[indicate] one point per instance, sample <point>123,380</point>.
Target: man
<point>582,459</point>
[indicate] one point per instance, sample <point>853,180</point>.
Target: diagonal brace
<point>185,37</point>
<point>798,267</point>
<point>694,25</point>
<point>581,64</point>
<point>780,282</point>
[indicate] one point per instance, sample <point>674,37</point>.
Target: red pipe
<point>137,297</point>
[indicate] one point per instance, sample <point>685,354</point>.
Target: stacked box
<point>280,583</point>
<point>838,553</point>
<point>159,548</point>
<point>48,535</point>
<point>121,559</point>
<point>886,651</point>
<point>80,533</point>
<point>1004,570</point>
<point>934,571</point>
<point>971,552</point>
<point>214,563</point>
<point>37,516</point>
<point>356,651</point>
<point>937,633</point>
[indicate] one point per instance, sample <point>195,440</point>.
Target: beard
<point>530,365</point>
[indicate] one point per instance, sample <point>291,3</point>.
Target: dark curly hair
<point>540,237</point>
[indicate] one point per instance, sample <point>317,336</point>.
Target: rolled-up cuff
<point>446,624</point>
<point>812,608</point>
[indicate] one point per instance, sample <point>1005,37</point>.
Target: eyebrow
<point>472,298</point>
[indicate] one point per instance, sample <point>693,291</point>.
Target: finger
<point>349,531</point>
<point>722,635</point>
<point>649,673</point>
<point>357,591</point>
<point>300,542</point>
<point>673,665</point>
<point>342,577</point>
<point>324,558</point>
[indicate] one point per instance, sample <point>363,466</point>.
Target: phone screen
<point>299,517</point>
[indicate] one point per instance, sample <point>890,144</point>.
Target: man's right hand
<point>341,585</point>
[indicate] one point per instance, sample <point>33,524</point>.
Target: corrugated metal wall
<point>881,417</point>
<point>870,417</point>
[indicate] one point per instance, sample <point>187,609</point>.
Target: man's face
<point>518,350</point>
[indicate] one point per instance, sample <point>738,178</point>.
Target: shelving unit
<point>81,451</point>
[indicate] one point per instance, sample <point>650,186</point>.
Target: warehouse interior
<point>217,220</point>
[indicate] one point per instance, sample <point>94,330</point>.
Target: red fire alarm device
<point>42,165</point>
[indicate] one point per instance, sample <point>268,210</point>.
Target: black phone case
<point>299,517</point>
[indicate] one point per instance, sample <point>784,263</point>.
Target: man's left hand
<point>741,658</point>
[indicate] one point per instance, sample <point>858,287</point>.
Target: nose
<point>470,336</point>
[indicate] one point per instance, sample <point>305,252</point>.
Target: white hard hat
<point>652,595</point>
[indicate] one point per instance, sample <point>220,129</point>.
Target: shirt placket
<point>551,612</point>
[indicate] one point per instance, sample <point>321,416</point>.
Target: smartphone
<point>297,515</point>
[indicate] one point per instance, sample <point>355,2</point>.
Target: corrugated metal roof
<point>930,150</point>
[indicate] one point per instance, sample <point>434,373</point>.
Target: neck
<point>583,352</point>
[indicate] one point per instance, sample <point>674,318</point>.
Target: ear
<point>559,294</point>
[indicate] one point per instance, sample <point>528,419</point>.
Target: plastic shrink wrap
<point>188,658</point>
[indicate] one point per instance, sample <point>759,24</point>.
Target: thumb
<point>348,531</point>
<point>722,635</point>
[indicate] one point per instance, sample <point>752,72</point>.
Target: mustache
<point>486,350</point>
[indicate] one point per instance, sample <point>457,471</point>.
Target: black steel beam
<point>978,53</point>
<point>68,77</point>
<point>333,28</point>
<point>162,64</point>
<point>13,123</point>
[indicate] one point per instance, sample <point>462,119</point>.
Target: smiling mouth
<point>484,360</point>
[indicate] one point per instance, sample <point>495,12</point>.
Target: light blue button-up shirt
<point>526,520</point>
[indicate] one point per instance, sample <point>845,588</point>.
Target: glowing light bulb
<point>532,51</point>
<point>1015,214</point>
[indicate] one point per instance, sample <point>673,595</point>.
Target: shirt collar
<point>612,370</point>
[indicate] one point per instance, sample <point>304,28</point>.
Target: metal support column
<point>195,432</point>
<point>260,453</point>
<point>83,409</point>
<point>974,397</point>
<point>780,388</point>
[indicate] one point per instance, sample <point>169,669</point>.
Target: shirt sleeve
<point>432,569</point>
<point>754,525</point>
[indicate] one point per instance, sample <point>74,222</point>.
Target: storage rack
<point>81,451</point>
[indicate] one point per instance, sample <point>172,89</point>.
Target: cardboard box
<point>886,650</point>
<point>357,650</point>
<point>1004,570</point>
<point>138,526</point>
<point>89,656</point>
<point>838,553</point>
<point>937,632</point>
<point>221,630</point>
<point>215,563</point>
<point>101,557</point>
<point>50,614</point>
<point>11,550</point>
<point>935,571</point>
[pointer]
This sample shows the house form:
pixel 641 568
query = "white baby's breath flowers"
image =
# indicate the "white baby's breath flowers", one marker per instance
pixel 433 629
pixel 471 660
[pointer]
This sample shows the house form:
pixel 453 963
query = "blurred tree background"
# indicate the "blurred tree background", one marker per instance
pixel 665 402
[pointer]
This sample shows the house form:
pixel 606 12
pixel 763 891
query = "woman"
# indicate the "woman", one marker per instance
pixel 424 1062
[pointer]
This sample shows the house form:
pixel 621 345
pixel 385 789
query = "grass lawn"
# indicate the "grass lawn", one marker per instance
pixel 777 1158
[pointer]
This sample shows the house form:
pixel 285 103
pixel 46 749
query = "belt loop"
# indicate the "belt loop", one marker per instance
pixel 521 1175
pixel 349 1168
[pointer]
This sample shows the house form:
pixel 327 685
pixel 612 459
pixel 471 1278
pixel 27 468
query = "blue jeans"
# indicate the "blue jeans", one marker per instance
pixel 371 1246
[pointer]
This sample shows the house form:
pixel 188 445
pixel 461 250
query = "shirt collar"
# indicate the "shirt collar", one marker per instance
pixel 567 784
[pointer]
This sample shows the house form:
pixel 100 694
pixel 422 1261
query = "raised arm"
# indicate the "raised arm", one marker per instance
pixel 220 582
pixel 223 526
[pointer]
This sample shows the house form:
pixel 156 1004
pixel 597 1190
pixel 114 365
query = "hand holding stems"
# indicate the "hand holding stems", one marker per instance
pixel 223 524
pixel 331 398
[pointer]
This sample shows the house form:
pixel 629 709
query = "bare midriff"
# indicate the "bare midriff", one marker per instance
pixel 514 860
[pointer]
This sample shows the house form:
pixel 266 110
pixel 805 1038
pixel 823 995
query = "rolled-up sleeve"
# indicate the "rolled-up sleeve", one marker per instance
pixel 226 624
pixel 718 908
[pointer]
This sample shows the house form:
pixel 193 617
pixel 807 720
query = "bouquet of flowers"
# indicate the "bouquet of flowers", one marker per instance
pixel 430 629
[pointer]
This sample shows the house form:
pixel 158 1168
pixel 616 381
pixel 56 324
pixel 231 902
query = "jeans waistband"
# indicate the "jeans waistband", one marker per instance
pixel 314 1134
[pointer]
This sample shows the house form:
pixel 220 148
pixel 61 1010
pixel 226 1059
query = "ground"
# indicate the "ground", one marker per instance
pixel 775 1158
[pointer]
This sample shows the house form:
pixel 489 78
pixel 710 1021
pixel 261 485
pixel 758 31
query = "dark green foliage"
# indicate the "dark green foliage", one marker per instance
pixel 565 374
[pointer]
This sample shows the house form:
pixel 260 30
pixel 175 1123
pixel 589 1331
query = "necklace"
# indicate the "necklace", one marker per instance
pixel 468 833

=======

REQUIREMENT: Please restate the whole listing word for word.

SOLUTION TO THIS PROBLEM:
[indicate] one point per instance, sample <point>123,380</point>.
Target: man
<point>582,459</point>
[indicate] one point per instance, sample <point>853,180</point>.
Target: diagonal brace
<point>185,37</point>
<point>798,267</point>
<point>694,25</point>
<point>581,64</point>
<point>780,282</point>
[indicate] one point per instance, sample <point>674,37</point>.
Target: red pipe
<point>137,297</point>
[indicate] one point per instance, sample <point>685,354</point>.
Target: stacked box
<point>280,583</point>
<point>838,553</point>
<point>159,548</point>
<point>48,535</point>
<point>121,559</point>
<point>886,651</point>
<point>80,533</point>
<point>1004,570</point>
<point>934,571</point>
<point>971,552</point>
<point>214,563</point>
<point>37,516</point>
<point>356,651</point>
<point>937,633</point>
[indicate] one point per instance, sample <point>195,440</point>.
Target: beard
<point>530,365</point>
[indicate] one point per instance, sample <point>291,3</point>.
Target: dark curly hair
<point>540,237</point>
[indicate] one point per instance, sample <point>317,336</point>.
Target: rolled-up cuff
<point>446,624</point>
<point>812,608</point>
[indicate] one point per instance, sample <point>1005,37</point>.
Target: eyebrow
<point>472,298</point>
[indicate] one point per instance, sample <point>693,291</point>.
Target: finger
<point>349,531</point>
<point>722,635</point>
<point>649,673</point>
<point>357,591</point>
<point>300,542</point>
<point>673,665</point>
<point>342,577</point>
<point>324,558</point>
[indicate] one point per instance, sample <point>363,466</point>.
Target: phone screen
<point>299,517</point>
[indicate] one point per instance, sample <point>890,144</point>.
Target: man's right hand
<point>341,585</point>
[indicate] one point per instance, sample <point>33,524</point>.
Target: corrugated metal wall
<point>881,417</point>
<point>870,417</point>
[indicate] one point per instance, sample <point>187,609</point>.
Target: man's face
<point>518,350</point>
[indicate] one point per instance, sample <point>738,178</point>.
Target: shelving unit
<point>81,451</point>
[indicate] one point per instance, sample <point>650,186</point>.
Target: warehouse interior
<point>217,220</point>
[indicate] one point per instance, sample <point>94,330</point>.
Target: red fire alarm device
<point>42,165</point>
[indicate] one point per instance, sample <point>268,210</point>.
Target: black phone case
<point>299,517</point>
[indicate] one point per instance, sample <point>784,263</point>.
Target: man's left hand
<point>741,658</point>
[indicate] one point per instance, sample <point>858,287</point>.
Target: nose
<point>470,336</point>
[indicate] one point per instance, sample <point>305,252</point>.
Target: white hard hat
<point>652,595</point>
[indicate] one point per instance, sample <point>220,129</point>.
Target: shirt placket
<point>551,612</point>
[indicate] one point per instance, sample <point>321,416</point>.
Target: smartphone
<point>297,515</point>
[indicate] one point per instance, sample <point>355,2</point>.
Target: corrugated metal roof
<point>930,150</point>
[indicate] one point per instance, sample <point>434,373</point>.
Target: neck
<point>583,352</point>
[indicate] one point per instance, sample <point>674,318</point>.
Target: ear
<point>559,294</point>
[indicate] one point per instance, sample <point>528,419</point>.
Target: plastic shrink wrap
<point>188,658</point>
[indicate] one point per instance, sample <point>759,24</point>.
Target: thumb
<point>348,531</point>
<point>722,635</point>
[indicate] one point per instance, sample <point>752,72</point>.
Target: mustache
<point>486,350</point>
[indicate] one point per instance, sample <point>457,471</point>.
Target: black steel beam
<point>978,53</point>
<point>68,77</point>
<point>333,28</point>
<point>162,64</point>
<point>13,123</point>
[indicate] one point per instance, sample <point>462,119</point>.
Target: smiling mouth
<point>484,360</point>
[indicate] one point per instance, sample <point>495,12</point>.
Target: light blue button-up shirt
<point>526,520</point>
[indicate] one point per instance, sample <point>845,588</point>.
Target: glowing light bulb
<point>532,51</point>
<point>1015,214</point>
[indicate] one point per instance, sample <point>673,595</point>.
Target: shirt collar
<point>612,370</point>
[indicate] one point per instance, sample <point>304,28</point>.
Target: metal support column
<point>195,432</point>
<point>260,453</point>
<point>83,409</point>
<point>974,397</point>
<point>780,388</point>
[indicate] one point per instance, sample <point>169,669</point>.
Target: shirt sleeve
<point>432,569</point>
<point>754,525</point>
[indicate] one point per instance, sample <point>74,222</point>.
Target: storage rack
<point>81,451</point>
[indicate] one point per instance, sample <point>172,89</point>.
Target: cardboard box
<point>886,650</point>
<point>357,650</point>
<point>1004,570</point>
<point>138,526</point>
<point>89,656</point>
<point>838,553</point>
<point>937,632</point>
<point>221,630</point>
<point>215,563</point>
<point>101,557</point>
<point>50,614</point>
<point>11,550</point>
<point>935,571</point>
[pointer]
This sample shows the house form:
pixel 641 568
query = "white baby's breath flowers"
image =
# indicate the "white baby's breath flowers", one marker per instance
pixel 433 629
pixel 471 660
[pointer]
This sample shows the house form:
pixel 453 963
query = "blurred tree background"
# indicate the "blurred tree background", one marker per instance
pixel 665 402
[pointer]
This sample shows the house form:
pixel 606 12
pixel 763 891
query = "woman"
# indicate the "woman", one marker per instance
pixel 424 1062
[pointer]
This sample shows the house form:
pixel 621 345
pixel 385 789
query = "grass lawn"
# indicate the "grass lawn", one marker per instance
pixel 777 1158
[pointer]
This sample shows the house form:
pixel 285 103
pixel 46 749
query = "belt loop"
# indicate the "belt loop", one marker per instance
pixel 521 1175
pixel 349 1168
[pointer]
This sample shows the house form:
pixel 327 685
pixel 612 459
pixel 471 1278
pixel 27 468
query = "blue jeans"
# indicate the "blue jeans", one marker per instance
pixel 371 1246
[pointer]
This sample shows the house form:
pixel 188 445
pixel 461 250
query = "shirt collar"
# indicate the "shirt collar", one marker per instance
pixel 567 784
[pointer]
This sample shows the house form:
pixel 100 694
pixel 422 1261
query = "raised arm"
# indicate the "raised arm", one marker per instance
pixel 220 582
pixel 223 526
[pointer]
This sample shows the house form:
pixel 156 1004
pixel 597 1190
pixel 114 365
query = "hand holding stems"
# indicate the "hand holding stems", one marker per instance
pixel 223 524
pixel 331 398
[pointer]
This sample shows the house form:
pixel 629 709
query = "bare midriff"
# indicate the "bare midriff", one marker per instance
pixel 514 860
[pointer]
This sample shows the house form:
pixel 266 110
pixel 805 1038
pixel 823 995
query = "rolled-up sleeve"
# indicate the "rolled-up sleeve", one marker per instance
pixel 226 624
pixel 718 908
[pointer]
This sample shows the house form:
pixel 193 617
pixel 807 720
query = "bouquet of flowers"
# indicate the "bouquet of flowers", one marker per instance
pixel 430 629
[pointer]
This sample shows the house form:
pixel 158 1168
pixel 616 381
pixel 56 324
pixel 231 902
query = "jeans waistband"
# indicate the "jeans waistband", one marker per instance
pixel 314 1134
[pointer]
This sample shows the house form:
pixel 220 148
pixel 61 1010
pixel 226 1059
query = "ground"
# indicate the "ground", one marker per instance
pixel 775 1158
[pointer]
This sample shows the house form:
pixel 489 78
pixel 710 1021
pixel 261 485
pixel 758 31
query = "dark green foliage"
# indicate the "dark green foliage", one marker per instance
pixel 565 374
[pointer]
This sample shows the house form:
pixel 260 30
pixel 175 1123
pixel 589 1331
query = "necklace"
# indicate the "necklace", one marker per instance
pixel 468 833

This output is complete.